+++ DOCUMENT EXTRACT +++

# Killington - 11/28



## Greg (Nov 28, 2010)

Grassi, Brian and I hooked up with deadheadskier. ROTD is Rime (okay icy bumps under chair) to Lower East Fall....great bumps up top skiers right, good bumps middle, tacky wet snow bottom.


----------



## ALLSKIING (Nov 28, 2010)

Nice...wish I could have made it!


----------



## madriverjack (Nov 28, 2010)

Sweet!!! Can you take a pic or two of the bump lines? I'm hoping to start my season next Sunday.....


----------



## powhunter (Nov 28, 2010)

Nice!!    Prob heading up tomorrow or tues

steveo


----------



## bvibert (Nov 28, 2010)

madriverjack said:


> Sweet!!! Can you take a pic or two of the bump lines? I'm hoping to start my season next Sunday.....



Greg shot a video or two with his phone. Not epic bumps, but nice to get the legs moving IMHO.


----------



## SkiDork (Nov 28, 2010)

Big Bob and I waited at 11 and figured we must have missed you.  Then we took the chair and saw you standing there.  By the time we got back down you were gone.   Oh well...


----------



## bvibert (Nov 28, 2010)

SkiDork said:


> Big Bob and I waited at 11 and figured we must have missed you.  Then we took the chair and saw you standing there.  By the time we got back down you were gone.   Oh well...



Sorry, we were a bit late getting to the meetup spot.  When we got there we waited for 5 minutes or so, by then it was 10 after so we took off. Bummer, maybe next time!


----------



## deadheadskier (Nov 28, 2010)

powhunter said:


> Nice!!    Prob heading up tomorrow or tues
> 
> steveo



Highline should be open tomorrow if not definitely by Tuesday.  Possibility of the Supe Quad as well with either Skylark or Bittersweet, forget which they were blowing.

+++ DATASET RECORDS +++

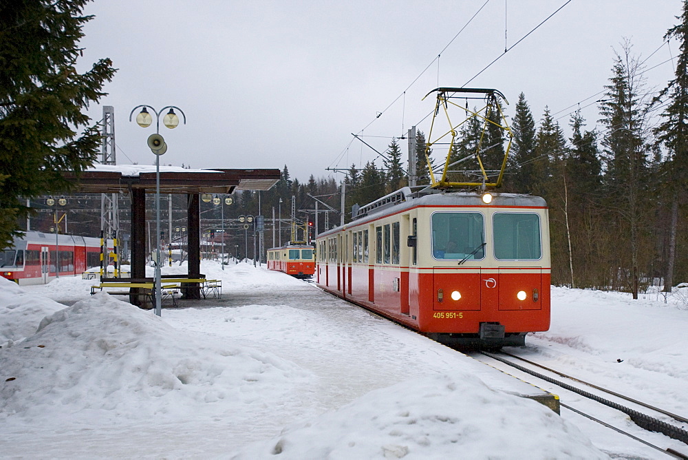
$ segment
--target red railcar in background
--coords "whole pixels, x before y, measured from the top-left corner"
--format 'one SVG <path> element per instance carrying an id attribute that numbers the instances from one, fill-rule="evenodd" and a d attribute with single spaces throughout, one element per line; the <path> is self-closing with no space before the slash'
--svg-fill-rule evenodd
<path id="1" fill-rule="evenodd" d="M 268 249 L 268 269 L 297 278 L 310 278 L 315 273 L 315 251 L 308 244 L 287 244 Z"/>
<path id="2" fill-rule="evenodd" d="M 45 284 L 100 266 L 100 238 L 28 231 L 0 251 L 0 276 L 19 284 Z"/>

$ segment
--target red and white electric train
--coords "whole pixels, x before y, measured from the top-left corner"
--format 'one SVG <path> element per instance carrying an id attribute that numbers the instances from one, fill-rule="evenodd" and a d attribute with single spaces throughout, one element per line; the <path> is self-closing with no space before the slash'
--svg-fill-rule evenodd
<path id="1" fill-rule="evenodd" d="M 547 205 L 487 195 L 406 187 L 361 208 L 318 236 L 318 285 L 443 343 L 523 345 L 550 325 Z"/>
<path id="2" fill-rule="evenodd" d="M 19 284 L 41 284 L 57 276 L 81 275 L 100 266 L 100 238 L 58 235 L 56 239 L 54 233 L 28 231 L 14 238 L 12 248 L 0 251 L 0 276 Z"/>
<path id="3" fill-rule="evenodd" d="M 268 269 L 297 278 L 310 278 L 315 273 L 315 251 L 307 244 L 287 244 L 268 249 Z"/>

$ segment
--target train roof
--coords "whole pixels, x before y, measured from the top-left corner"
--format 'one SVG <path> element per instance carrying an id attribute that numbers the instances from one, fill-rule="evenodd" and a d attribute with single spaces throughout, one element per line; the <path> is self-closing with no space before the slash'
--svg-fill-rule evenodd
<path id="1" fill-rule="evenodd" d="M 266 251 L 277 251 L 277 249 L 312 249 L 313 248 L 312 244 L 306 244 L 305 243 L 287 243 L 282 246 L 268 248 Z"/>
<path id="2" fill-rule="evenodd" d="M 418 206 L 475 206 L 476 207 L 547 207 L 545 199 L 540 196 L 523 195 L 521 194 L 499 194 L 491 192 L 492 202 L 485 204 L 482 201 L 482 194 L 469 191 L 455 191 L 451 190 L 431 190 L 413 193 L 409 187 L 404 187 L 386 195 L 378 200 L 356 209 L 354 220 L 344 225 L 345 227 L 358 225 L 374 220 L 386 214 L 396 213 Z M 340 227 L 334 227 L 320 233 L 318 236 L 336 231 Z"/>

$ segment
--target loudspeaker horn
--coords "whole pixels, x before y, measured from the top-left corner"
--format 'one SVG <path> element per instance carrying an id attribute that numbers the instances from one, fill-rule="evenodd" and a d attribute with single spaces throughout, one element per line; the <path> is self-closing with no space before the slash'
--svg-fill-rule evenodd
<path id="1" fill-rule="evenodd" d="M 153 151 L 153 153 L 156 155 L 162 155 L 162 154 L 159 154 L 158 152 L 161 150 L 162 147 L 166 147 L 165 145 L 164 138 L 160 134 L 151 134 L 148 136 L 148 147 Z"/>

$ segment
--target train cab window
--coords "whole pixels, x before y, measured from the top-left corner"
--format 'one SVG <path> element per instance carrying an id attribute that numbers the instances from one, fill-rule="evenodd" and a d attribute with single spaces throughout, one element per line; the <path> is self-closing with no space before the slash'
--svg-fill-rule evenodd
<path id="1" fill-rule="evenodd" d="M 435 259 L 484 258 L 484 219 L 480 213 L 436 212 L 431 223 Z"/>
<path id="2" fill-rule="evenodd" d="M 383 263 L 383 227 L 375 227 L 375 262 Z"/>
<path id="3" fill-rule="evenodd" d="M 14 266 L 16 251 L 0 251 L 0 266 Z"/>
<path id="4" fill-rule="evenodd" d="M 495 213 L 495 258 L 537 260 L 541 256 L 540 217 L 531 213 Z"/>
<path id="5" fill-rule="evenodd" d="M 391 224 L 391 263 L 399 263 L 399 222 Z"/>
<path id="6" fill-rule="evenodd" d="M 27 265 L 40 265 L 41 264 L 41 252 L 39 251 L 26 251 L 26 264 Z"/>

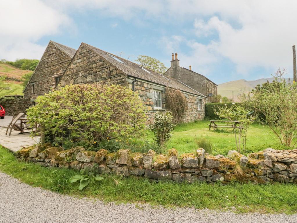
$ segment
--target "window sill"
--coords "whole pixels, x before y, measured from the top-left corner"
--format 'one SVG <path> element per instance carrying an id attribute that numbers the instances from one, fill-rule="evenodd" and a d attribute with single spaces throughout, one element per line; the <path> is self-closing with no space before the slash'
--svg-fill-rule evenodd
<path id="1" fill-rule="evenodd" d="M 154 110 L 158 110 L 158 111 L 165 111 L 166 109 L 165 108 L 162 108 L 161 107 L 154 107 Z"/>

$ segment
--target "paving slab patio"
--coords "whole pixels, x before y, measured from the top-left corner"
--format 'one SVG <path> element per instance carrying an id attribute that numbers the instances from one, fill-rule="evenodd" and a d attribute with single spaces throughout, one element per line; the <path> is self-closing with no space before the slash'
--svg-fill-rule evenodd
<path id="1" fill-rule="evenodd" d="M 10 136 L 5 135 L 6 128 L 0 127 L 0 145 L 16 152 L 24 147 L 35 144 L 39 137 L 30 137 L 31 130 L 25 130 L 21 134 L 18 131 L 11 132 Z"/>

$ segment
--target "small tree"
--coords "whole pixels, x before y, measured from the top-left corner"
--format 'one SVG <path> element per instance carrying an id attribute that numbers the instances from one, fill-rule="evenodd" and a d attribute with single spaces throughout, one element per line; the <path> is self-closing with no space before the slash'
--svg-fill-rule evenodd
<path id="1" fill-rule="evenodd" d="M 160 74 L 164 73 L 168 69 L 162 62 L 148 56 L 140 55 L 135 61 L 142 66 Z"/>
<path id="2" fill-rule="evenodd" d="M 263 114 L 263 123 L 268 125 L 279 142 L 294 146 L 297 141 L 297 83 L 286 82 L 285 69 L 279 69 L 272 83 L 258 85 L 246 96 L 244 103 Z"/>
<path id="3" fill-rule="evenodd" d="M 166 88 L 166 108 L 171 112 L 176 123 L 183 121 L 188 107 L 187 98 L 180 90 Z"/>
<path id="4" fill-rule="evenodd" d="M 235 105 L 231 107 L 219 107 L 215 113 L 220 118 L 227 118 L 232 121 L 238 121 L 239 128 L 234 128 L 237 151 L 241 152 L 241 145 L 244 151 L 247 147 L 247 134 L 249 125 L 256 119 L 256 117 L 241 106 Z M 238 129 L 238 131 L 236 131 Z M 238 136 L 237 135 L 238 135 Z"/>
<path id="5" fill-rule="evenodd" d="M 151 126 L 155 135 L 155 140 L 158 145 L 164 147 L 166 143 L 171 136 L 175 125 L 171 113 L 163 113 L 157 112 L 155 113 L 154 122 Z"/>
<path id="6" fill-rule="evenodd" d="M 137 93 L 119 85 L 68 85 L 39 97 L 27 110 L 30 123 L 44 127 L 54 143 L 94 146 L 102 140 L 139 136 L 145 127 L 144 105 Z"/>

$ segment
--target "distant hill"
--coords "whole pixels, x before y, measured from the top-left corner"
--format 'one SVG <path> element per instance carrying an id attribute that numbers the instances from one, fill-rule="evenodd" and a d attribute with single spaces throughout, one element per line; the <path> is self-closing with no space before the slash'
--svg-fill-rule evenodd
<path id="1" fill-rule="evenodd" d="M 30 70 L 21 70 L 7 64 L 0 63 L 0 77 L 6 77 L 5 84 L 7 88 L 1 92 L 2 95 L 7 94 L 23 94 L 23 87 L 21 78 L 24 75 L 29 73 L 32 73 Z"/>
<path id="2" fill-rule="evenodd" d="M 255 80 L 246 80 L 241 79 L 224 83 L 219 85 L 218 93 L 222 97 L 232 98 L 232 91 L 234 91 L 234 101 L 238 102 L 237 97 L 241 93 L 247 93 L 255 88 L 258 84 L 262 84 L 267 81 L 272 82 L 273 78 L 263 78 Z M 287 81 L 288 79 L 287 79 Z"/>

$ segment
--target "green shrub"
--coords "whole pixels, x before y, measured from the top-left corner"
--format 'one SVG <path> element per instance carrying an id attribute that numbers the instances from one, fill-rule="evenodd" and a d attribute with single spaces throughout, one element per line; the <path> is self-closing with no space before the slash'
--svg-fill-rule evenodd
<path id="1" fill-rule="evenodd" d="M 38 97 L 27 110 L 31 124 L 44 126 L 47 138 L 96 147 L 102 140 L 141 135 L 146 117 L 137 93 L 119 85 L 69 85 Z"/>
<path id="2" fill-rule="evenodd" d="M 171 137 L 175 126 L 174 121 L 170 112 L 165 113 L 158 112 L 155 113 L 154 124 L 151 128 L 155 135 L 156 142 L 159 145 L 164 147 Z"/>
<path id="3" fill-rule="evenodd" d="M 235 105 L 240 104 L 240 103 L 235 103 Z M 205 104 L 205 117 L 211 120 L 216 120 L 219 119 L 219 116 L 216 114 L 215 112 L 215 109 L 217 110 L 219 108 L 221 107 L 227 107 L 229 108 L 232 107 L 234 105 L 231 103 L 207 103 Z"/>
<path id="4" fill-rule="evenodd" d="M 197 141 L 197 145 L 199 148 L 203 148 L 205 151 L 209 154 L 212 152 L 212 142 L 210 140 L 202 138 Z"/>
<path id="5" fill-rule="evenodd" d="M 188 102 L 180 90 L 166 88 L 166 108 L 171 112 L 176 123 L 182 122 L 188 108 Z"/>

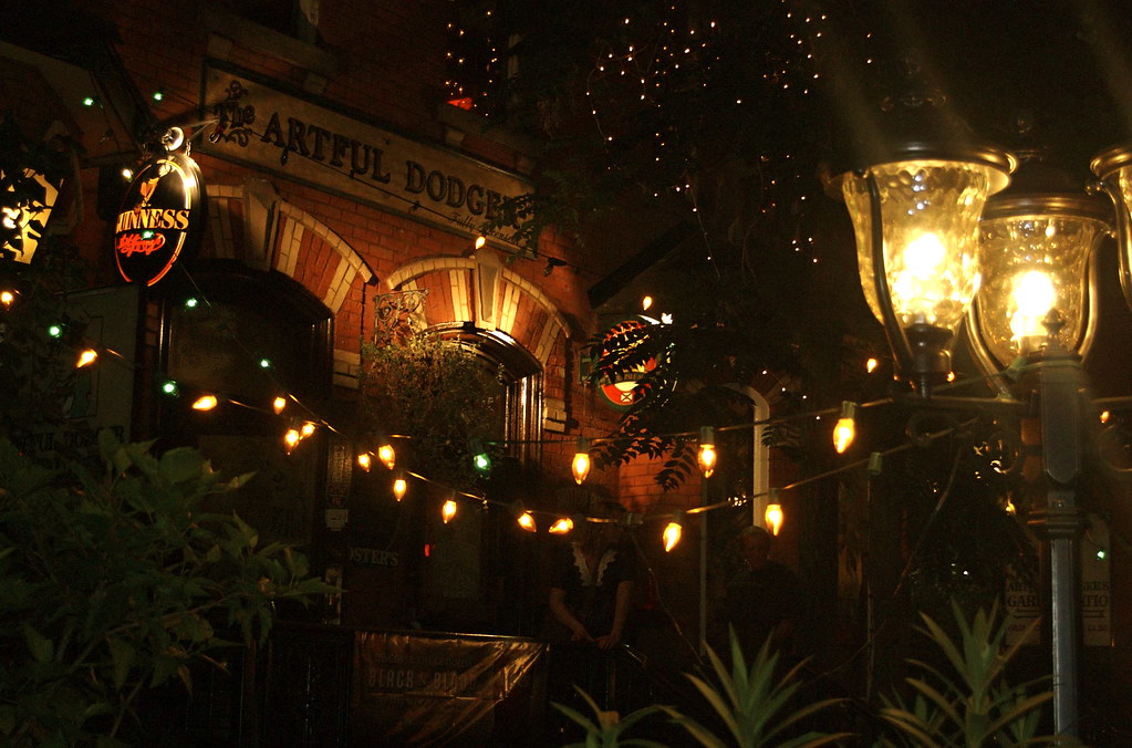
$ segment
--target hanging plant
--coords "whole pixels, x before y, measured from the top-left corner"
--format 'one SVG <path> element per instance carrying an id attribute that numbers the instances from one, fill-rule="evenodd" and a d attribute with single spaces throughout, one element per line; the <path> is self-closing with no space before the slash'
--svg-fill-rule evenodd
<path id="1" fill-rule="evenodd" d="M 432 335 L 365 345 L 359 388 L 365 429 L 404 437 L 398 454 L 430 480 L 475 485 L 472 440 L 497 436 L 503 392 L 472 349 Z"/>

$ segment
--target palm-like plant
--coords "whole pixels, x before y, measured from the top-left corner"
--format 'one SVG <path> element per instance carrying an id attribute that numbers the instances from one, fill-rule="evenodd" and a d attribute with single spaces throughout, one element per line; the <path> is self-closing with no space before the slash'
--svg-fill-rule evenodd
<path id="1" fill-rule="evenodd" d="M 688 674 L 688 679 L 727 726 L 724 737 L 713 733 L 709 728 L 680 714 L 675 708 L 664 707 L 672 715 L 672 721 L 687 730 L 693 738 L 709 748 L 724 748 L 726 746 L 811 748 L 812 746 L 830 745 L 849 737 L 850 733 L 844 732 L 823 733 L 817 731 L 791 734 L 791 729 L 798 728 L 807 717 L 840 704 L 844 699 L 823 699 L 807 704 L 797 711 L 787 712 L 791 697 L 801 686 L 798 674 L 805 662 L 799 662 L 784 676 L 778 678 L 775 667 L 779 653 L 771 648 L 769 639 L 758 650 L 758 654 L 749 668 L 744 661 L 743 648 L 739 646 L 734 630 L 730 633 L 730 672 L 719 655 L 711 647 L 707 647 L 707 657 L 715 672 L 719 687 L 703 678 Z"/>
<path id="2" fill-rule="evenodd" d="M 621 738 L 621 733 L 646 716 L 660 712 L 662 706 L 652 705 L 631 712 L 623 719 L 617 712 L 607 712 L 598 706 L 597 702 L 577 686 L 574 689 L 585 699 L 593 711 L 590 719 L 571 708 L 565 704 L 554 704 L 554 707 L 568 716 L 573 722 L 580 724 L 585 730 L 585 739 L 580 742 L 568 743 L 565 748 L 618 748 L 618 746 L 641 746 L 642 748 L 664 748 L 664 743 L 644 738 Z"/>
<path id="3" fill-rule="evenodd" d="M 990 611 L 979 609 L 968 622 L 958 604 L 952 604 L 959 626 L 955 642 L 929 616 L 921 613 L 925 634 L 944 654 L 954 669 L 949 676 L 920 661 L 909 662 L 923 669 L 931 680 L 908 678 L 916 691 L 909 706 L 894 697 L 884 699 L 881 717 L 892 728 L 882 736 L 881 746 L 917 746 L 921 748 L 963 746 L 1036 746 L 1080 745 L 1066 736 L 1039 736 L 1040 707 L 1053 698 L 1050 691 L 1031 693 L 1035 682 L 1010 686 L 1005 680 L 1006 664 L 1018 653 L 1027 636 L 1005 647 L 1006 622 L 1000 622 L 998 605 Z M 1027 630 L 1032 630 L 1037 621 Z"/>

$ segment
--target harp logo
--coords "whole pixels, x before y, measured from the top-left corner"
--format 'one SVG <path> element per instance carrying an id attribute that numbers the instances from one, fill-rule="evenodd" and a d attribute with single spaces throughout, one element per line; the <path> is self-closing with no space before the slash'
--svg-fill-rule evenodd
<path id="1" fill-rule="evenodd" d="M 196 163 L 168 154 L 138 171 L 114 222 L 114 259 L 130 283 L 153 285 L 196 249 L 204 224 L 204 191 Z"/>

+++

* **STATED EXERCISE 1**
From the Killington thread, extract word for word the part that opens with the words containing "# Killington - 11/28" and closes with "wet snow bottom.".
* **STATED EXERCISE 2**
Put the records into a numbered list, from the start of the records through the line containing "45 284 L 100", leaving out blank lines and the pictures.

* **SOLUTION 1**
# Killington - 11/28



## Greg (Nov 28, 2010)

Grassi, Brian and I hooked up with deadheadskier. ROTD is Rime (okay icy bumps under chair) to Lower East Fall....great bumps up top skiers right, good bumps middle, tacky wet snow bottom.

* **SOLUTION 2**
1. $ segment
2. --target red railcar in background
3. --coords "whole pixels, x before y, measured from the top-left corner"
4. --format 'one SVG <path> element per instance carrying an id attribute that numbers the instances from one, fill-rule="evenodd" and a d attribute with single spaces throughout, one element per line; the <path> is self-closing with no space before the slash'
5. --svg-fill-rule evenodd
6. <path id="1" fill-rule="evenodd" d="M 268 249 L 268 269 L 297 278 L 310 278 L 315 273 L 315 251 L 308 244 L 287 244 Z"/>
7. <path id="2" fill-rule="evenodd" d="M 45 284 L 100 266 L 100 238 L 28 231 L 0 251 L 0 276 L 19 284 Z"/>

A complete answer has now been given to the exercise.